((

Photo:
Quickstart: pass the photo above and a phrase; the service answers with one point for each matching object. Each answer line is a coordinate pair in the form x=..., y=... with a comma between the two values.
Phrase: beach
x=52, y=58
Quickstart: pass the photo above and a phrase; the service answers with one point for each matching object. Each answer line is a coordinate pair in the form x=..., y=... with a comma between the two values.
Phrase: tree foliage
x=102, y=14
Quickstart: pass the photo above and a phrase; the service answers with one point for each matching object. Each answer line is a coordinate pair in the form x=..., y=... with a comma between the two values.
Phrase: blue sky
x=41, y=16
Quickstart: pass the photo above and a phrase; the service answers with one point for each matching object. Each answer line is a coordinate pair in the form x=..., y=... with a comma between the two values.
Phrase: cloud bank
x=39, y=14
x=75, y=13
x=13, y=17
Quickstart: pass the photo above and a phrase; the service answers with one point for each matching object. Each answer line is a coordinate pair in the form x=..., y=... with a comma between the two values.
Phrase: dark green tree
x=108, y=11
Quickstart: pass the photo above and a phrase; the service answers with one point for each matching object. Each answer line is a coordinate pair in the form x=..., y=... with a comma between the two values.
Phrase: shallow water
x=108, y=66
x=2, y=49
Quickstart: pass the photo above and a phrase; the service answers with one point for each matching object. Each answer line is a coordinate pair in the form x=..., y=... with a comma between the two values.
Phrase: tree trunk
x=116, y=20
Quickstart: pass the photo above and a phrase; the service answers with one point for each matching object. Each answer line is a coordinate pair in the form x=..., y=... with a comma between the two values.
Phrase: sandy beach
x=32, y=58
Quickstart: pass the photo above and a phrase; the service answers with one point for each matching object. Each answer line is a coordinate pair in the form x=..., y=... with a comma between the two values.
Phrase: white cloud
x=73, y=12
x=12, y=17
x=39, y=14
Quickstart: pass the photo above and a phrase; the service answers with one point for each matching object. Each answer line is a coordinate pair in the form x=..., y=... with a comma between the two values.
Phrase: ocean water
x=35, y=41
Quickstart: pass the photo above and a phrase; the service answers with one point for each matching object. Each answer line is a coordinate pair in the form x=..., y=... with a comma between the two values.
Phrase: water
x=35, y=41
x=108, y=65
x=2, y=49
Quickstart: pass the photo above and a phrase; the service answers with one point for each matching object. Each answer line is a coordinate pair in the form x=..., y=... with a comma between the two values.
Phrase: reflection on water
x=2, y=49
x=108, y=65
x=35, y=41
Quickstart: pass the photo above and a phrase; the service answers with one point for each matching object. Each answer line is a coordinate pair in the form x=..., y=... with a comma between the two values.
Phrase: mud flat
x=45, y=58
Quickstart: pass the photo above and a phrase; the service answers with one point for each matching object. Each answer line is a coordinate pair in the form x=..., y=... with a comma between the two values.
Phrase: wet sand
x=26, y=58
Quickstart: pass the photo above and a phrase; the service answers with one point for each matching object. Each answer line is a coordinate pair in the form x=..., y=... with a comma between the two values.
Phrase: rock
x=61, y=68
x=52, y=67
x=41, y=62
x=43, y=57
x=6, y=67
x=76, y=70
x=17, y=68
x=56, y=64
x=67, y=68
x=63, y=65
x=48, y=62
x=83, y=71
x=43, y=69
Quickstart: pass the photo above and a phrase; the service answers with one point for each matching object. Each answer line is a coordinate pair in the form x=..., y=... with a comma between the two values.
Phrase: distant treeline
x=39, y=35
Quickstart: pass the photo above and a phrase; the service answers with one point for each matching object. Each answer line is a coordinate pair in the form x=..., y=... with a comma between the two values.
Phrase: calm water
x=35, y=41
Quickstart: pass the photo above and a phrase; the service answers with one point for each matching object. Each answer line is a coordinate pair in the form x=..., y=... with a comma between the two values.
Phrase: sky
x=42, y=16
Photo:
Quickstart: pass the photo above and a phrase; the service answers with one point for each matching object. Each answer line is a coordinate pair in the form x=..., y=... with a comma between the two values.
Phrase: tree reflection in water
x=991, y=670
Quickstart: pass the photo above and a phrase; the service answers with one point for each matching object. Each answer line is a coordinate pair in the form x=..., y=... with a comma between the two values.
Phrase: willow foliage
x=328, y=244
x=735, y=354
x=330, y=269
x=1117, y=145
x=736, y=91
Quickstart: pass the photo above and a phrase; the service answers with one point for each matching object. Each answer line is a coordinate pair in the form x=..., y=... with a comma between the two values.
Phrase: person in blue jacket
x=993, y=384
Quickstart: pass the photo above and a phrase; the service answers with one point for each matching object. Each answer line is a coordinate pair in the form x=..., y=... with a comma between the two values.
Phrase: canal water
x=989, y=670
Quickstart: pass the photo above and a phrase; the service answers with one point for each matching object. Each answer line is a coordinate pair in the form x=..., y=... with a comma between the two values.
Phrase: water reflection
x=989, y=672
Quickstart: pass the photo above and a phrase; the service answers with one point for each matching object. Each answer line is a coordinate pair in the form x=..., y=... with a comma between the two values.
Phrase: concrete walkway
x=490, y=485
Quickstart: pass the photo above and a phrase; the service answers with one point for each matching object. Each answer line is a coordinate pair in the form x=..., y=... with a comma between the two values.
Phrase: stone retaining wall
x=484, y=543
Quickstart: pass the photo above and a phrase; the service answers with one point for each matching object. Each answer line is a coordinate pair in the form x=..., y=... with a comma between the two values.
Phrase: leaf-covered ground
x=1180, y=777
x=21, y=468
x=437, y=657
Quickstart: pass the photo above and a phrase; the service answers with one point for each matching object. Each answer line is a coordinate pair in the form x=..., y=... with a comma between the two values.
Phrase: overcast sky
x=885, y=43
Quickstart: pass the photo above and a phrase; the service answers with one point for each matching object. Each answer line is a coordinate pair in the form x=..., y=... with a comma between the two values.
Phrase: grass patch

))

GOAL: The whole listing above needs to be written out again exactly.

OUTPUT FOR THIS TASK:
Photo:
Quickstart: pass the photo above and a phrase; the service answers with one point for each matching object. Each answer line is a coordinate pair in the form x=..., y=... with a comma between the two values.
Phrase: beach
x=52, y=58
Quickstart: pass the photo above and a phrase; the service answers with one point for each matching object. Each answer line is a coordinate pair in the form x=..., y=... with a comma between the two values.
Phrase: tree foliage
x=102, y=14
Quickstart: pass the photo above and a phrase; the service answers with one point for each matching object. Each answer line is a coordinate pair in the form x=..., y=... with a comma between the two values.
Phrase: blue sky
x=41, y=16
Quickstart: pass the photo above and a phrase; the service answers with one point for each matching object. Each answer line is a coordinate pair in the form x=..., y=... with a comma between the two values.
Phrase: cloud bank
x=39, y=14
x=75, y=13
x=13, y=17
Quickstart: pass the photo above and a phrase; the service answers with one point for each matching object. Each answer line is a coordinate pair in the form x=..., y=... with a comma between the two values.
Phrase: dark green tree
x=108, y=11
Quickstart: pass the photo above and a phrase; the service answers with one point for each matching object. Each answer line is a coordinate pair in the form x=..., y=... with a comma between the two values.
Phrase: shallow water
x=108, y=66
x=2, y=49
Quickstart: pass the photo above and a phrase; the service answers with one point for each matching object. Each answer line is a coordinate pair in the form x=..., y=... with a comma between the two values.
Phrase: tree trunk
x=116, y=20
Quickstart: pass the photo above and a phrase; the service answers with one point for each matching object. Each answer line is a coordinate pair in the form x=..., y=... with a comma between the two values.
Phrase: sandy beach
x=32, y=58
Quickstart: pass the photo above and a phrase; the service answers with one point for each matching object. Each answer line is a coordinate pair in the form x=..., y=... with a comma between the two values.
Phrase: white cloud
x=73, y=12
x=12, y=17
x=39, y=14
Quickstart: pass the photo above and a phrase; the service answers with one point for each matching object. Each answer line is a coordinate pair in the form x=..., y=... with a comma between the two values.
Phrase: ocean water
x=35, y=41
Quickstart: pass the photo above and a phrase; the service answers with one point for each matching object. Each answer line is a coordinate pair in the form x=..., y=... with a comma between the two values.
Phrase: water
x=35, y=41
x=108, y=65
x=2, y=49
Quickstart: pass the photo above and a phrase; the service answers with one point for each matching object. Each answer line is a coordinate pair in the form x=..., y=... with a comma between the two values.
Phrase: reflection on water
x=2, y=49
x=108, y=65
x=35, y=41
Quickstart: pass the photo above and a phrase; the service answers with one point for each matching object. Each answer line is a coordinate pair in the form x=..., y=... with a comma between the two values.
Phrase: mud flat
x=45, y=58
Quickstart: pass the photo above and a phrase; the service answers with one point for each matching object. Each answer line is a coordinate pair in the form x=..., y=... with a comma between the two values.
Phrase: wet sand
x=26, y=58
Quickstart: pass the photo above and a phrase; the service answers with one point for each matching object. Each answer line is a coordinate pair in the form x=..., y=... with a comma between the two values.
Phrase: rock
x=61, y=68
x=52, y=67
x=41, y=62
x=43, y=57
x=6, y=67
x=76, y=70
x=17, y=68
x=56, y=64
x=67, y=68
x=63, y=65
x=48, y=62
x=83, y=71
x=43, y=69
Quickstart: pass the photo above and a phrase; the service answers with one point for each matching object. Each answer line is a coordinate pair in the form x=..., y=... with a comma between the two values.
Phrase: distant treeline
x=39, y=35
Quickstart: pass the photo above and a phrase; the service answers with one point for each matching object. Each answer line is a coordinate pair in the form x=..., y=... with a comma between the two values.
Phrase: calm water
x=35, y=41
Quickstart: pass the photo above and a phrase; the service answers with one point for each matching object. Each answer line is a coordinate pair in the form x=..., y=... with a comma between the two values.
Phrase: sky
x=42, y=16
Photo:
Quickstart: pass the photo above and a phrase; the service answers with one point for each matching object. Each answer line is a coordinate pair in the form x=..., y=... with a comma between the two values.
Phrase: tree reflection in water
x=991, y=670
Quickstart: pass the photo above and a phrase; the service answers with one point for each matching object. Each answer line is a coordinate pair in the form x=..., y=... with a comma between the two values.
Phrase: willow foliage
x=328, y=244
x=735, y=354
x=330, y=269
x=1117, y=145
x=736, y=91
Quickstart: pass the photo above and a phrase; the service answers with one point for each matching object. Each answer line is a coordinate pair in the form x=..., y=... with a comma between the two values.
Phrase: person in blue jacket
x=993, y=384
Quickstart: pass the photo above and a phrase; the service answers with one point for each matching object. Each answer line is a coordinate pair in the form x=..., y=... with a comma between the two values.
Phrase: canal water
x=989, y=670
Quickstart: pass the photo above and a phrase; the service answers with one point for each matching object. Each answer line is a coordinate pair in the form x=..., y=... with a comma between the two values.
Phrase: water reflection
x=989, y=672
Quickstart: pass the photo above and a phrase; the service answers with one point for each matching object. Each answer line is a coordinate pair in the form x=..., y=... with a comma between the two values.
Phrase: concrete walkway
x=490, y=485
Quickstart: pass the photo above and a phrase; the service answers with one point for each matching object. Each answer line is a coordinate pair in the form x=..., y=... with a comma between the two values.
Phrase: stone retaining wall
x=484, y=543
Quickstart: pass the photo above and a phrase; the service answers with one point for each matching object. Each answer line is a coordinate pair in the form x=..., y=... with a comma between the two values.
Phrase: leaf-covered ground
x=1180, y=777
x=21, y=468
x=437, y=657
Quickstart: pass the photo above and a phrase; the service answers with one point for each matching object. Each answer line is a coordinate pair in the form x=..., y=... with a comma between the two values.
Phrase: overcast sky
x=885, y=43
Quickstart: pass the photo above and a phrase; the service answers with one point for each matching object. Each answer line is a coordinate pair in the form x=..., y=... with a comma between the two values.
Phrase: grass patch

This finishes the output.